(Stored data entries)
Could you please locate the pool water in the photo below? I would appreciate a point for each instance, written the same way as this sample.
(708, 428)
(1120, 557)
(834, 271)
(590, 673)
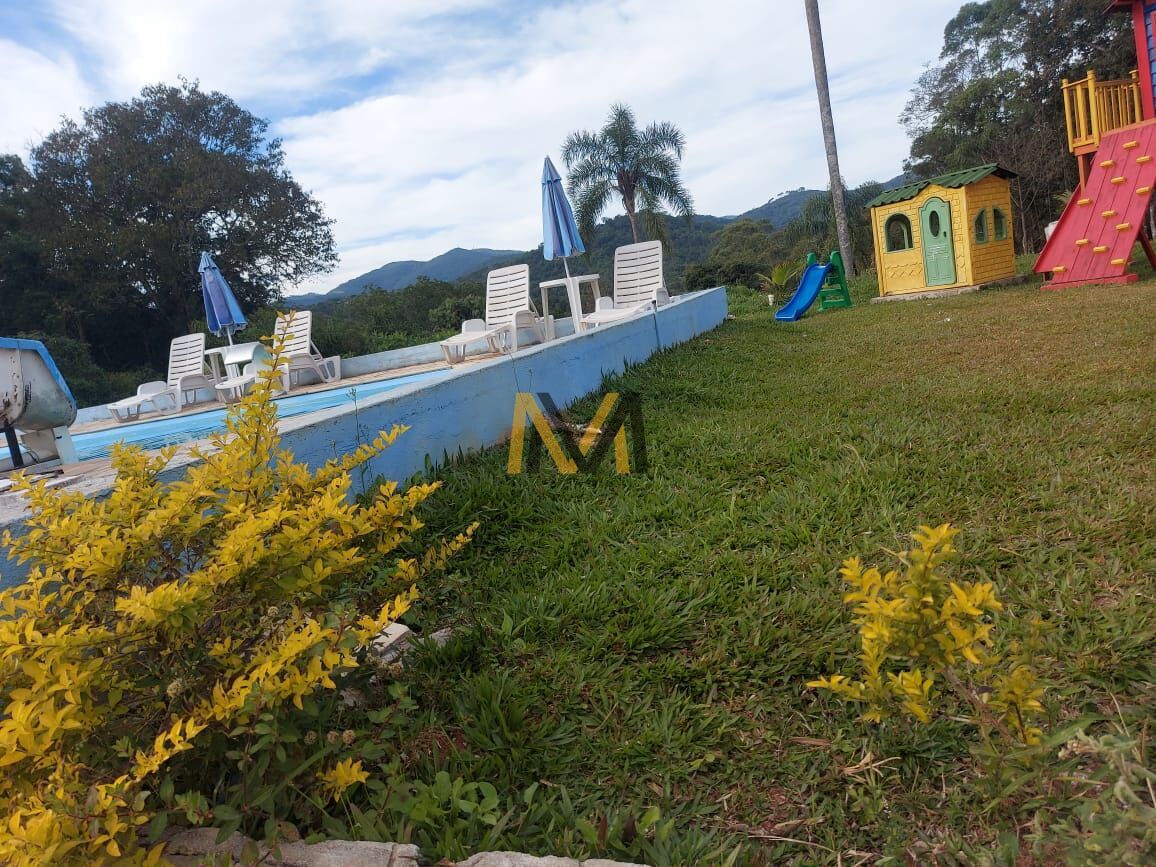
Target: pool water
(172, 430)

TO DO:
Reproduce every line of the data above, exactly as it stands, but not the pictures.

SOLUTION FOR THIS TASK:
Could you please locate the pool water in the photo below? I would appreciate a point for each instance, written the same way as this sample.
(708, 428)
(1120, 557)
(834, 271)
(590, 673)
Target: pool water
(172, 430)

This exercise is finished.